PROBLEMS TO SOLVE ->
(a) According to the Court of Appeal judgment, on what date did the Court deliver the Judgment that the Applicant says made it functus officio?
(b) Return the stretch of the Court of Appeal judgment from "5. Similar prayers" through "bank charges etc.", copied word for word.

DOCUMENT TEXT ->

IN THE COURT OF APPEAL OF SIERRA LEONE
IN THE MATTER OF SECTION 12(2) OF THE ARBITRATION ACT (CAP 25) OF THE LAWS OF SIERRA LEONE . 1960. Etc.
VITAFOAM (SIERRA LEONE) LTD.
LEONE CONSTRUCTION & GENERAL
HON. MR. JUSTICE SENGU M KOROMA- JSC
HON. MR. JUSTICE REGINALD S FYNN - JA
HON. MR. JUSTICE SULAIMAN BAH - JA
YADA H WILLIAMS ESQ FOR THE RESPONDENT/APPLICANT
GI BRI L K THORLEY ESQ FOR THE APPELLANT/ RESPONDENT.
JUDGMENT DELIVERED ELECTRONICALLY BY THE HON. MR. JUSTICE SENGU KOROMA JSC ON THE'L^DAY OF SEPTEMBER, 2021
1. This is an Application by way of Notice of Motion filed for and on behalf of the Respondent/Applicant herein (hereinafter referred to as the “APPLICANT”) seeking the following Orders: -
1) That the Notice of Motion dated the 28th July, 2020 be struck out for the following reasons: -
a. That the Court of Appeal became Functus Officio after delivering its Judgment on the 20th July, 2020;
b. On the ground that the issuing of the said Notice of Motion amounts to an abuse of process.
c. There is no legal basis for the making of the application
2) Any further order(s) that this Court may deem fit and just.
3) That the costs of this Application shall be costs in the cause.
2. At the hearing of the application and in support thereof, Yada Williams Esq. of Counsel for the Applicant relied on and used his own affidavit sworn to on the 27th day of July 2020 together with the exhibits attached thereto.
3. In his submission, Mr. Williams argued, firstly that when this Court delivered its Judgment on 20th July, 2020, it became functus Officio in respect of this matter. In support of this, he referred to Exhibit “B” attached to his affidavit sworn to on the 27th July 2020; paragraph IV thereof which remitted the matter to an arbitral panel. Related to this submission is the argument that by asking for a stay of the arbitral proceedings, the Respondent herein was in effect abusing the process of the Court. This was because this Court had by its Judgment Ordered that the dispute be re-arbitrated as agreed by the parties in the arbitration agreement.
4. The Second submission of Mr. Williams, related to the prayer of the Respondent herein in his Notice of Motion dated 28th July, 2020 that the Managing Director of the Applicant herein be commanded to, “within 48 hours refund to the Respondent the sums of Le406, 110,910.85c and $7,033.79c respectively being moneys recovered by the Applicant from the Respondent’s bank account held at Zenith Bank (SL) Ltd by way of levy of execution of the order of the Fast Track Commercial Court”. He commented
that the Respondent herein seemed to be making the payment of the various sums as a precondition to proceeding to arbitration.
5. Similar prayers were sought by the Respondent in its Application dated 28th July, 2020 such as transfer of the sum of $150,000.00 held in the escrow account in favour of both parties to that of the Respondent herein, bank charges etc.
6. Mr. Williams concluded by submitting that the dispute between the parties had not been extinguished, as they have not proceeded to arbitration as ordered by this court.

DATA SHOWN ->
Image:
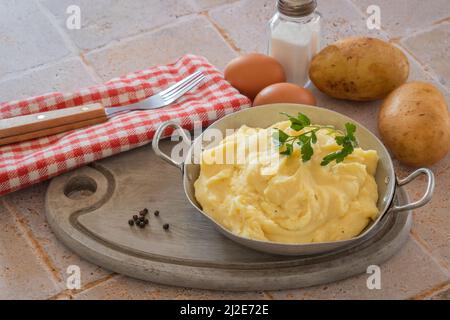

SOLUTIONS TO THE TASKS ->
(a) 20th July, 2020

(b)
5. Similar prayers were sought by the Respondent in its Application dated 28th July, 2020 such as transfer of the sum of $150,000.00 held in the escrow account in favour of both parties to that of the Respondent herein, bank charges etc.